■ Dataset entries
** start **

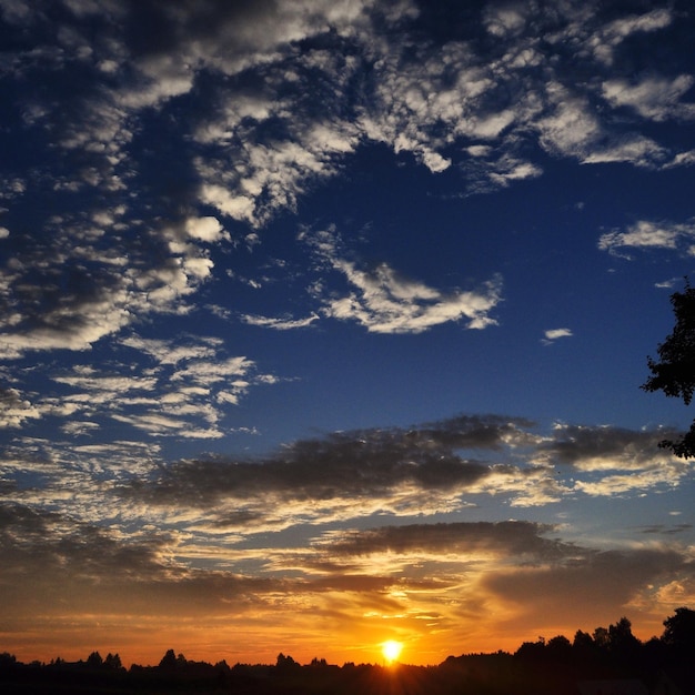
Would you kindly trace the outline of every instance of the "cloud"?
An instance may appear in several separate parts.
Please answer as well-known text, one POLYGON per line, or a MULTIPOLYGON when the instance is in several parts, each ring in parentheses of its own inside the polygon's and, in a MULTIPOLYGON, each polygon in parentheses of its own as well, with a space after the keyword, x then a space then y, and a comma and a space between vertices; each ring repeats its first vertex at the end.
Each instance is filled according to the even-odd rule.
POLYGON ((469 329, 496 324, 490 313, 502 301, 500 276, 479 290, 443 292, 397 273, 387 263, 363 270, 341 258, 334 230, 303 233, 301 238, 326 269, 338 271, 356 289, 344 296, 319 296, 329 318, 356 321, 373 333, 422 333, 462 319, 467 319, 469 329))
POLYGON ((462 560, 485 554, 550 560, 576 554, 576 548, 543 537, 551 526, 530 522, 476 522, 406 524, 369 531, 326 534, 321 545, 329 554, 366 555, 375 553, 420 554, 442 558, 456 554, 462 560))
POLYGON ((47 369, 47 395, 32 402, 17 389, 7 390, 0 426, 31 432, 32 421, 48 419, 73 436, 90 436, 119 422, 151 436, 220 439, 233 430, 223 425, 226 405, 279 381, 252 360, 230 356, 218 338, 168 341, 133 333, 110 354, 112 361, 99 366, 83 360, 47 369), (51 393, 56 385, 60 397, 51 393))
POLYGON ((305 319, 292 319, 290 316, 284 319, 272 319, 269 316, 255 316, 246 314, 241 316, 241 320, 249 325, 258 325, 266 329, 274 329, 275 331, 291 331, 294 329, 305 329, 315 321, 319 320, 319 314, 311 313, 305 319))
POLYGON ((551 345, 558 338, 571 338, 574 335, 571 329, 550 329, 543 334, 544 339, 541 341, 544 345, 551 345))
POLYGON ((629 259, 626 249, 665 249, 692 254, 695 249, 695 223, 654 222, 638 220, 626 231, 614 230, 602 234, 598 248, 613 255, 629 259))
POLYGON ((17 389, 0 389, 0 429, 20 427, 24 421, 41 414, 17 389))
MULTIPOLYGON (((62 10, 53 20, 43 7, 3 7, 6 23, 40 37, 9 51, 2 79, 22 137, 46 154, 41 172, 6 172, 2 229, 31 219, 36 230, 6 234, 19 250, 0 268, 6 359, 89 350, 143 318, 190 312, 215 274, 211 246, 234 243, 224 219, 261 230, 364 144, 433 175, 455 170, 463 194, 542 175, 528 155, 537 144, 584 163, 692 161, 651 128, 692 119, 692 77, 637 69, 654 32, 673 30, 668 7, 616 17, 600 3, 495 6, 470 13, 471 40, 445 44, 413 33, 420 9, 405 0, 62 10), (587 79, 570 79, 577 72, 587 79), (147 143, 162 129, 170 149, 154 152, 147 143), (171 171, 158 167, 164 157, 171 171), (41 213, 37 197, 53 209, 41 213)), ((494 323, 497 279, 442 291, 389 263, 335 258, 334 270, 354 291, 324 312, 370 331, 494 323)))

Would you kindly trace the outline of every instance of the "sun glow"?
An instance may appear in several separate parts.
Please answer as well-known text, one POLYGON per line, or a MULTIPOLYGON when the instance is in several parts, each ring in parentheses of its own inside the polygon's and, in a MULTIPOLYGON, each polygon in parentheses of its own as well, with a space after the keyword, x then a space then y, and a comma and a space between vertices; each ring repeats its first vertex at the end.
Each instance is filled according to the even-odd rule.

** end **

■ Requirements
Please convert the rows above into a numbered list with one line per item, leaving out blank lines and the pictures.

■ Full response
1. Would you kindly trace the outline of every instance of the "cloud"?
2. An instance may appear in several separate parts.
3. Please answer as well-known text, one POLYGON per line, or a MULTIPOLYGON when the instance is in several parts, each ring in parentheses of its own inside the polygon's and, in a MULTIPOLYGON, each polygon in parentheses of its own as well, with a space after the keyword, x then a space then y, and a comma and a space between vertices; each ring repeats its first vertex at the end.
4. Each instance is filled according to the even-odd rule.
5. POLYGON ((469 329, 496 324, 490 313, 502 301, 500 276, 479 290, 443 292, 397 273, 387 263, 363 270, 341 258, 334 230, 303 233, 301 238, 326 269, 338 271, 356 289, 344 296, 319 296, 329 318, 356 321, 373 333, 422 333, 462 319, 467 319, 469 329))
6. POLYGON ((462 560, 485 554, 550 560, 576 554, 576 548, 543 537, 551 526, 530 522, 476 522, 406 524, 369 531, 326 534, 321 545, 329 554, 366 555, 375 553, 420 554, 442 558, 456 554, 462 560))
7. POLYGON ((47 369, 47 395, 32 402, 17 389, 7 390, 0 426, 31 432, 32 421, 48 419, 73 436, 90 436, 119 422, 151 436, 220 439, 233 430, 223 425, 226 405, 279 381, 252 360, 230 356, 218 338, 168 341, 133 333, 110 354, 112 361, 99 366, 83 360, 47 369), (51 393, 56 385, 60 397, 51 393))
8. POLYGON ((305 319, 292 319, 290 316, 284 319, 272 319, 269 316, 255 316, 246 314, 241 316, 241 320, 249 325, 258 325, 266 329, 274 329, 275 331, 291 331, 294 329, 305 329, 315 321, 319 320, 319 314, 311 313, 305 319))
9. POLYGON ((551 345, 558 338, 571 338, 574 335, 571 329, 550 329, 543 334, 544 339, 541 341, 544 345, 551 345))
10. POLYGON ((629 259, 626 249, 665 249, 692 254, 695 249, 695 223, 654 222, 638 220, 626 231, 614 230, 602 234, 598 248, 613 255, 629 259))
11. POLYGON ((17 389, 0 389, 0 429, 20 427, 24 421, 41 414, 17 389))
12. MULTIPOLYGON (((62 10, 53 20, 43 7, 3 7, 6 23, 40 37, 9 51, 2 79, 22 137, 46 154, 41 172, 6 172, 2 229, 31 219, 36 230, 6 234, 19 250, 0 268, 6 359, 89 350, 143 318, 190 312, 215 274, 211 246, 234 243, 224 219, 261 230, 364 144, 433 175, 455 170, 463 194, 542 175, 528 155, 537 144, 584 163, 692 161, 651 128, 692 119, 692 77, 637 69, 654 32, 673 30, 668 7, 616 17, 600 3, 495 6, 470 13, 471 40, 445 44, 413 33, 420 9, 405 0, 62 10), (587 79, 570 79, 577 72, 587 79), (147 143, 162 129, 170 149, 154 152, 147 143), (171 171, 158 167, 164 157, 171 171), (41 213, 37 197, 53 209, 41 213)), ((494 323, 497 279, 442 291, 389 263, 335 258, 334 270, 354 291, 324 312, 370 331, 494 323)))
13. Would you kindly trace the outline of every instance of the "sun glow"?
14. An instance may appear in several separate parts.
15. Please answer as well-known text, one POLYGON per line, or a MULTIPOLYGON when the instance is in several parts, each ring in parentheses of its own inside the polygon's and, in a MULTIPOLYGON, each polygon in parentheses of its own as well, with a space after the keyword, x then a space then y, and a comma and a space between vertices; each ring repeats its first vertex at the end.
16. Each instance is filled according to the even-odd rule.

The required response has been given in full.